| TRECHO DO DOCUMENTO |
= = = =

Para confirmar que a educação brasileira continua excludente, aqui está outra prova evidente: a dicotomia entre curso noturno e curso diurno. Os cursos das instituições (universidades) públicas são predominantemente diurnos com quase 2/3 do total; ou seja, para aqueles que podem estudar sem trabalhar, vêm dos melhores colégios particulares e pagaram por uma boa educação básica para concorrer na proporção de oito candidatos por vaga. Diferentemente, os alunos das instituições superiores privadas, vêm das classes populares, de poder aquisitivo mais baixo, em que 68% (mais de 2/3) frequentam cursos à noite, ou seja, trabalham durante o dia por questão de sobrevivência. Comparativamente, constata-se grande diferença entre a qualidade de um curso diurno e outro curso noturno. (OLIVEIRA, 2009, p. 55)
Estes gozam de maior renda familiar, portanto possuem uma educação de mais qualidade e podem dedicar-se integralmente aos estudos.
Deve ser considerada, também, a dificuldade de um aluno de baixa renda familiar manter-se na universidade, sem recurso financeiro para arcar com gastos como transporte e alimentação, constituindo, muitas vezes, motivo de evasão escolar ou de baixo desempenho.

= = = =

| DADOS DO EXERCÍCIO |
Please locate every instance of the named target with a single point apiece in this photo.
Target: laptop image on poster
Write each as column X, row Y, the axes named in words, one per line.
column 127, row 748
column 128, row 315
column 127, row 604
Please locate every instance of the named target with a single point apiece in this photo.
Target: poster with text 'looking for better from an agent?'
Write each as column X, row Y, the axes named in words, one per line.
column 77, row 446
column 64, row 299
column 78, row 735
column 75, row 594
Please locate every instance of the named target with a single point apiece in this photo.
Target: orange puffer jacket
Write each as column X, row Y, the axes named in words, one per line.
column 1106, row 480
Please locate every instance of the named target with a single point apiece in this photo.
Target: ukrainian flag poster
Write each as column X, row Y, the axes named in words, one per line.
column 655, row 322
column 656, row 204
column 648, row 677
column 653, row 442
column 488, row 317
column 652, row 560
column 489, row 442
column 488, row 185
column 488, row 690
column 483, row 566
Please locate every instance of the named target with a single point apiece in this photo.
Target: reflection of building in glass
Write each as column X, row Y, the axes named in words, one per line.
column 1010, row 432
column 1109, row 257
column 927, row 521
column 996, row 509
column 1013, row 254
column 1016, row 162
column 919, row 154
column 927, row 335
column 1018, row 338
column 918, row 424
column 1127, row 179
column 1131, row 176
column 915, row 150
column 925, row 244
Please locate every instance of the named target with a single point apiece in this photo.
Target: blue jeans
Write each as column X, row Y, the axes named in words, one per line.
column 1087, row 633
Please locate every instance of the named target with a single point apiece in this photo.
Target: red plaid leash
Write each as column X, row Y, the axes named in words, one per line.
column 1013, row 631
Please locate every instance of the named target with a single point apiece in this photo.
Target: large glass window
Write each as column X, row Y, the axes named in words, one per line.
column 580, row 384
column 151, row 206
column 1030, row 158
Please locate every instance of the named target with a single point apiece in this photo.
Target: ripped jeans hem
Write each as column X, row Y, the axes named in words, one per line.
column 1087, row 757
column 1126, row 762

= = = =

| INSTRUÇÕES |
A: De acordo com o trecho sobre a educação superior brasileira, qual é a porcentagem de alunos das instituições superiores privadas que frequentam cursos à noite?
B: Extraia das linhas todas as que contêm a palavra "jeans".
O trecho e as linhas provêm de fontes distintas.

| RESPOSTAS POR TAREFA |
A: 68%, ou seja, mais de 2/3.

B:
Target: blue jeans
Target: ripped jeans hem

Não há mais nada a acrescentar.